→ **KUTIPAN TEKS**:
Warga Penolak Relokasi Bandara Kulon Progo Tetap Bertahan

YOGYAKARTA –  Di antara puing-puing bekas bangunan serta pepohonan yang seluruhnya telah rata dengan tanah, rumah milik Guntoro, di Dusun Kepek, Glagah, Temon, Kulonprogo nampak masih tegak berdiri. Sebuah bendera merah putih terlihat berkibar lantang di ujung atap genting. 
Di sekeliling rumah itu, hampir tak ada lagi bangunan atau pohon-pohon yang tersisa. Seluruhnya telah dirobohkan dengan alat berat hingga menutup setiap jalan masuk menuju rumah tersebut.
Sejak dua hari terakhir, aliran listrik di rumah itu bahkan telah diputus. Guntoro, seorang istri dan ketiga anaknya harus rela tinggal di dalam kegelapan setiap malam tiba. Padahal 2 orang anaknya yang duduk di bangku SD dan SMP tengah melaksanakan ujian sekolah.
Puing rumah yang rata tanah untuk relokasi bandara. Foto: Jatmika H Kusmargana
Guntoro merupakan salah satu dari sejumlah warga yang hingga saat ini masih bersikeras menolak dipindah pasca adanya pembangunan bandara baru New Yogyakarta International Airport (NYIA) di Temon, Kulonprogo.
Ia memaksa bertahan menempati rumahnya, meski hampir seluruh warga di dusunnya telah pindah ke tempat relokasi baru secara bersama atau bedhol desa.

Entri pelabelan lokasi gambar:
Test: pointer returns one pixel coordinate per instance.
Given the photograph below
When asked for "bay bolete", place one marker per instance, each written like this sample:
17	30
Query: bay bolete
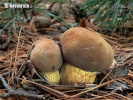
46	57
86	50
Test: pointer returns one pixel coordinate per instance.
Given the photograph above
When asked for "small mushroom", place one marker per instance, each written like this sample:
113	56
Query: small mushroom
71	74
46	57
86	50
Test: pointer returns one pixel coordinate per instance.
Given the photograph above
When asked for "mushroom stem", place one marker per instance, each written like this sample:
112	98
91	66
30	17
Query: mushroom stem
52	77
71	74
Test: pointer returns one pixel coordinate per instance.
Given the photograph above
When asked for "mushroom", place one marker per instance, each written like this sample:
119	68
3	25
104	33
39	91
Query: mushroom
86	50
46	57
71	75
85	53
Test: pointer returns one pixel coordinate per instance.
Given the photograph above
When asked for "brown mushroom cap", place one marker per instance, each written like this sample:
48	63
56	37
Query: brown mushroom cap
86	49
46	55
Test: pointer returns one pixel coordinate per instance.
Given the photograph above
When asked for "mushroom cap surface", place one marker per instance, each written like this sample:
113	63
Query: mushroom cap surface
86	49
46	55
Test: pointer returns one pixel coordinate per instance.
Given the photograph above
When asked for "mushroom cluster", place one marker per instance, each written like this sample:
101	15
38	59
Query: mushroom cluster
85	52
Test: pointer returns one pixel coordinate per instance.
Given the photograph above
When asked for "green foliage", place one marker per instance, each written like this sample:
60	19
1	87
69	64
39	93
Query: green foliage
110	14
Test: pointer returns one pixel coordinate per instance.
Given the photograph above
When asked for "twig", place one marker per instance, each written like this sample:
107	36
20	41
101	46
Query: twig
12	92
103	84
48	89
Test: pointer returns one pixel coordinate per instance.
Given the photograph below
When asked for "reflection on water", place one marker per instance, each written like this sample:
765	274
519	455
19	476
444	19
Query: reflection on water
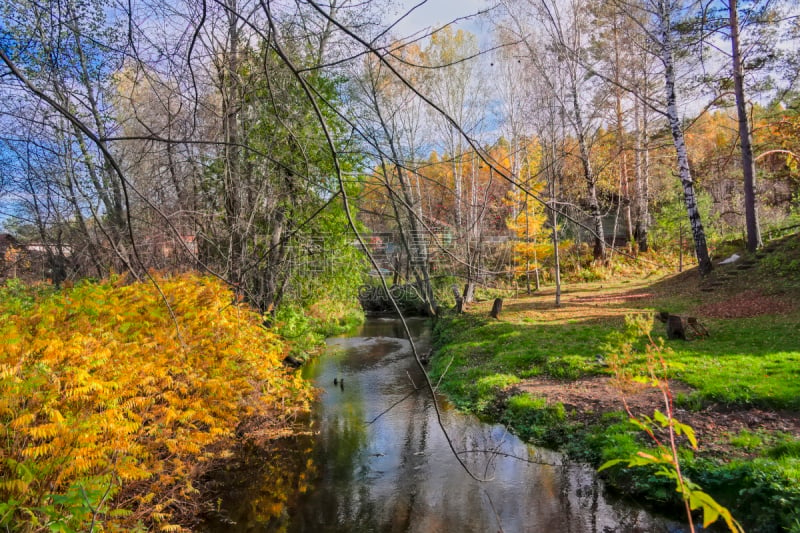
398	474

→ **TUGAS ANDA**:
**A)** Tulis ulang bagian berita penolakan relokasi bandara dari "Sejak dua hari" sampai "melaksanakan ujian sekolah.", lalu tukar "listrik" dengan "air".
**B)** Menurut berita penolakan relokasi bandara, di dusun mana rumah Guntoro berada?
**C)** Teruskan berita penolakan relokasi bandara mulai dari kalimat terakhirnya.
Baris-baris data di atas tidak diperlukan.

→ **KUNCI JAWABAN**:
**A)**
Sejak dua hari terakhir, aliran air di rumah itu bahkan telah diputus. Guntoro, seorang istri dan ketiga anaknya harus rela tinggal di dalam kegelapan setiap malam tiba. Padahal 2 orang anaknya yang duduk di bangku SD dan SMP tengah melaksanakan ujian sekolah.

**B)** Di Dusun Kepek, Glagah, Temon, Kulonprogo.

**C)**
“Sejak awal saya menolak pindah apalagi menjual rumah ini. Ini rumah saya, saya lahir dan besar disini. Sampai kapanpun saya juga tetap akan disini,” tegas Guntoro yang tergabung dalam kelompok Paguyuban Warga Penolak Penggusuran Kulonprogo itu, Rabu (6/12/2017) . 
Terjadinya peristiwa kericuhan saat proses eksekusi pengosongan lahan hingga mengakibatkan sejumlah warga terluka dan belasan aktivis penolak penggusuran ditangkap, pada Selasa (5/12/2017) kemarin, dikatakan tak melunturkan tekad Guntoro. 
“Saya tetap akan bertahan bagaimanapun nantinya. Istri dan anak saya sudah saya yakinkan. Saya hanya memperjuangkan hak-hak saya,” katanya. 
Kepada Cendana News Guntoro menuturkan alasan kenapa dirinya begitu ngotot ingin tetap tinggal di rumah dan dusun kelahirannya. Lelaki yang sehari-hari bekerja sebagai petani sekaligus penambak udang itu mengaku telah nyaman hidup di tanah leluhurnya itu. 
“Sebelum ada rencana pembangunan bandara, kita petani disini hidup damai. Makan dan hidup dari hasil tani dan bercocok tanam. Disini aman, tidak pernah ada gempa atau banjir. Tanahnya subur, tidak pernah kesulitan air. Tapi kenapa kita dipaksa pindah dan bekerja jadi buruh bandara,” ujarnya.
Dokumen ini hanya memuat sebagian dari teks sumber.